Source extract:
· · · ·
‘Fuzzy math’: Butler Co. leaders want state tax official to explain property value hike

Ohio Tax Commissioner Patricia Harris invited to discussion.

Credit: Nick Graham

Credit: Nick Graham

The Butler County commissioners went one step further in protesting a potential 24% property value hike, inviting the new state tax commissioner to come here and explain the rationale as real estate recovers from the effects of the pandemic.

Last week, Commissioner Don Dixon expressed outrage over the estimated increase for this year as the county auditor’s office implements the triennial reassessment, calling it “fuzzy math.” He wanted a resolution drafted memorializing the commissioners stance.

On Monday the commissioners agreed to send new Ohio Tax Commissioner Patricia Harris — former commissioner Jeffrey McClain retired in December — an invitation to discuss the matter.

“The board of commissioners invites you to Butler County to discuss the state’s process in evaluating and applying the appraisal assumptions of the local counties and identifying and assigning the Department of Taxation’s assumptions to a county’s property appraisal,” the letter reads.

“With a capable and skilled county auditor and staff, the board wants to understand the Dept. of Taxation’s process and its statutory requirements when supplanting knowledge and familiarity of regional economic influences effecting local property values.”

The commissioners acknowledged the value increase hasn’t been mandated yet, but new county Auditor Nancy Nix is anticipating — based on early communications with the state — she will be forced to increase property values an average of 24%.

Real Estate Director Mike Stein has said for the triennial reassessment, “we basically review by neighborhoods in the county, we use the sales data as we do for the annual review and the state will come back and calculate ratios and averages, and the first half of 2022 the ratios came back at a 24% increase.”

The letter to Harris indicates they want to discuss the impact the coronavirus pandemic has had on the real estate market, “a topic of discussion may be do the current economic circumstances warrant a unique interpretation of post-COVID recovery and a reframing of economic principles on property valuations.”

It later goes on to say, “the world, nation, and most applicably, the state of Ohio is recovering from a pandemic that economically devastated Butler County residents and businesses. Let’s not bring greater harm to these families and businesses as all recover in a new economic normal post-COVID.”
· · · ·
(Lines excerpted from a collection)
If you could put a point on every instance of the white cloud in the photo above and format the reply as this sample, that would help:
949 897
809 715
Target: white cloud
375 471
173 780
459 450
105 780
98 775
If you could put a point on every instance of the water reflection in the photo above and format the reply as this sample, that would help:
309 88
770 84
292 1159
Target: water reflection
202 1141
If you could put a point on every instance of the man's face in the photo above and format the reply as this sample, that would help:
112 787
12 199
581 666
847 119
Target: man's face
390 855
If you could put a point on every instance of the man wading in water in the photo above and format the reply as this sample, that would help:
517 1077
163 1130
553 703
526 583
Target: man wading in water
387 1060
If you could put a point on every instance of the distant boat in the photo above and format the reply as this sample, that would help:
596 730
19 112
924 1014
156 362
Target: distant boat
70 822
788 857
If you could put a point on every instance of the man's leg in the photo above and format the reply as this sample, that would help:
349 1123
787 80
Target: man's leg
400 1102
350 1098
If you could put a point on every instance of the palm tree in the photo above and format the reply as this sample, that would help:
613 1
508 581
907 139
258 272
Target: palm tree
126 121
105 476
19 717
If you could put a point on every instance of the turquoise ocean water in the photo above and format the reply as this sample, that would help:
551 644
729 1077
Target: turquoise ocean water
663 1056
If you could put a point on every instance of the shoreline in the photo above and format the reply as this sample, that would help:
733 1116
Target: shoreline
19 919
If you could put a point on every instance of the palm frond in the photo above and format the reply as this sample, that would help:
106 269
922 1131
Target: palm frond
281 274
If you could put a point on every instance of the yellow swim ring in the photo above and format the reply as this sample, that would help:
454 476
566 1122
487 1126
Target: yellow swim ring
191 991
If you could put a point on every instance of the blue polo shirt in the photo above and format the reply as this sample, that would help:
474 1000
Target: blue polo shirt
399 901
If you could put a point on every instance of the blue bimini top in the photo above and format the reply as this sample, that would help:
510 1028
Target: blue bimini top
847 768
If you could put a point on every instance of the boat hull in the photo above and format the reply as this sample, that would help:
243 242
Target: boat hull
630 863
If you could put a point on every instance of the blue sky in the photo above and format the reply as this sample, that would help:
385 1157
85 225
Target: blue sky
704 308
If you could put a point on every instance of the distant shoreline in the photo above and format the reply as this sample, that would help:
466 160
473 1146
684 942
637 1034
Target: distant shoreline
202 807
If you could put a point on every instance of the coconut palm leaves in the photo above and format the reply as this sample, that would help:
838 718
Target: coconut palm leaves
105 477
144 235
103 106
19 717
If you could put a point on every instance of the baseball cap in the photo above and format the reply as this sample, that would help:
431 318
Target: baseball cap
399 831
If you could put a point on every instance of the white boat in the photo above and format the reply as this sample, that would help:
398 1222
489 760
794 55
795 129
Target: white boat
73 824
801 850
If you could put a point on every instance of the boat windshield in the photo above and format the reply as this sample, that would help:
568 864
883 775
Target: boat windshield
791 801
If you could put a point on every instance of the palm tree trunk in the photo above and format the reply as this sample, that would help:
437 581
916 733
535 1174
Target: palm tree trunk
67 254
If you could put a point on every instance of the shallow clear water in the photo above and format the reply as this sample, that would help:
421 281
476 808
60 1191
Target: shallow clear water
· · · ·
Instructions:
1. Translate this sentence from the Butler County property value article into Spanish: "On Monday the commissioners agreed to send new Ohio Tax Commissioner Patricia Harris — former commissioner Jeffrey McClain retired in December — an invitation to discuss the matter."
2. Echo the Butler County property value article word for word, starting at "On Monday the" and ending at "discuss the matter.".

Answers to the exercise:
1. El lunes, los comisionados acordaron enviar a la nueva comisionada de Impuestos de Ohio, Patricia Harris —el excomisionado Jeffrey McClain se jubiló en diciembre—, una invitación para tratar el asunto.

2.
On Monday the commissioners agreed to send new Ohio Tax Commissioner Patricia Harris — former commissioner Jeffrey McClain retired in December — an invitation to discuss the matter.